__What you should do__.
Nothing should differ between your answer and the records below.

__Available data__.
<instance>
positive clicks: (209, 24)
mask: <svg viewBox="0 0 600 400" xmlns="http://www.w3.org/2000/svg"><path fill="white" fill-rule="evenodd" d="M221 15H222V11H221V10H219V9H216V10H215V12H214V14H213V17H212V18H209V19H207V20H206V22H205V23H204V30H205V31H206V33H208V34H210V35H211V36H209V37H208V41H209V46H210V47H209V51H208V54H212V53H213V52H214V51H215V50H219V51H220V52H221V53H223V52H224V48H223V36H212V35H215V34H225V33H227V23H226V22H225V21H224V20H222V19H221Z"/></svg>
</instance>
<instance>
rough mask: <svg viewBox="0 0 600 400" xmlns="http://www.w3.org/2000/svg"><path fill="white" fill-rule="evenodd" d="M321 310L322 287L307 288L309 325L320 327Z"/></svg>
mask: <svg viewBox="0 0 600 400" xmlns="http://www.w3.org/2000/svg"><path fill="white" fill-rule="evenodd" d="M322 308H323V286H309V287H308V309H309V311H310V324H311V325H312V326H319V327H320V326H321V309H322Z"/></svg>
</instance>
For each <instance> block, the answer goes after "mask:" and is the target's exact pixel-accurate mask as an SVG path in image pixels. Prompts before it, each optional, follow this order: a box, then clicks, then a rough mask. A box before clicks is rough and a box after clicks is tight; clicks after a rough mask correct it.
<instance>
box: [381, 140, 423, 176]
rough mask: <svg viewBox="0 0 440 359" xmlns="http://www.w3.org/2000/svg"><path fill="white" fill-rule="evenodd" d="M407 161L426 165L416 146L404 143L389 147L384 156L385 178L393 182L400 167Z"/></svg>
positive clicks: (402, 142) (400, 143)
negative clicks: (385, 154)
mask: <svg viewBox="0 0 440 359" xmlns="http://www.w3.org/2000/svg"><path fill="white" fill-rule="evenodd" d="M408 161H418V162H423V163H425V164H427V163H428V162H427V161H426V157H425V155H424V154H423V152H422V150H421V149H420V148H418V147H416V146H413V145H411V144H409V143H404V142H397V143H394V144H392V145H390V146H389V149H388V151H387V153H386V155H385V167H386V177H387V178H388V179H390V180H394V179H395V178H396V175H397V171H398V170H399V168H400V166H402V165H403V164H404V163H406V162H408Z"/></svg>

__Solution to the problem__.
<instance>
positive clicks: (209, 24)
mask: <svg viewBox="0 0 600 400" xmlns="http://www.w3.org/2000/svg"><path fill="white" fill-rule="evenodd" d="M221 15H222V11H221V10H219V9H216V10H215V12H214V14H213V17H212V18H209V19H207V20H206V22H205V23H204V30H205V31H206V33H208V34H210V35H211V36H209V37H208V41H209V46H210V47H209V51H208V54H212V53H213V52H214V51H215V50H219V51H220V52H221V53H223V52H224V48H223V36H212V35H215V34H225V33H227V23H226V22H225V21H224V20H222V19H221Z"/></svg>
</instance>
<instance>
rough mask: <svg viewBox="0 0 600 400" xmlns="http://www.w3.org/2000/svg"><path fill="white" fill-rule="evenodd" d="M321 310L322 287L307 288L309 325L320 327Z"/></svg>
mask: <svg viewBox="0 0 600 400" xmlns="http://www.w3.org/2000/svg"><path fill="white" fill-rule="evenodd" d="M322 308H323V286H309V287H308V309H309V311H310V324H311V325H312V326H319V327H320V326H321V309H322Z"/></svg>
</instance>
For each <instance> block, the answer goes after "mask:" and is the target's exact pixel-accurate mask as an SVG path in image pixels. Prompts before it, each optional, follow this order: a box, then clicks, then a rough mask. A box before clicks is rough and a box after clicks is tight; clicks after a rough mask correct it.
<instance>
box: [381, 140, 423, 176]
rough mask: <svg viewBox="0 0 440 359" xmlns="http://www.w3.org/2000/svg"><path fill="white" fill-rule="evenodd" d="M407 161L426 165L416 146L404 143L389 147L384 156L385 178L393 182L400 167Z"/></svg>
positive clicks: (402, 142) (400, 143)
negative clicks: (385, 154)
mask: <svg viewBox="0 0 440 359" xmlns="http://www.w3.org/2000/svg"><path fill="white" fill-rule="evenodd" d="M408 161H418V162H423V163H425V164H427V163H428V162H427V161H426V157H425V155H424V154H423V152H422V150H421V149H420V148H418V147H416V146H413V145H411V144H409V143H404V142H397V143H394V144H392V145H390V146H389V149H388V151H387V153H386V155H385V167H386V177H387V178H388V179H390V180H394V179H395V178H396V175H397V171H398V170H399V168H400V166H402V165H403V164H404V163H406V162H408Z"/></svg>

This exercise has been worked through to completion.